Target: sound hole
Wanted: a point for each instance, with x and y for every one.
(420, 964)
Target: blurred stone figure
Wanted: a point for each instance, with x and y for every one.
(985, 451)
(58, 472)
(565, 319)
= = = = =
## Written exercise
Quote all of the records above word for word, line by line.

## Task output
Target: sound hole
Wanted: a point for each instance, with x and y for every one.
(420, 964)
Target: blurred stone figure
Wanted: a point for each instance, with x and y for every one.
(985, 451)
(58, 472)
(565, 319)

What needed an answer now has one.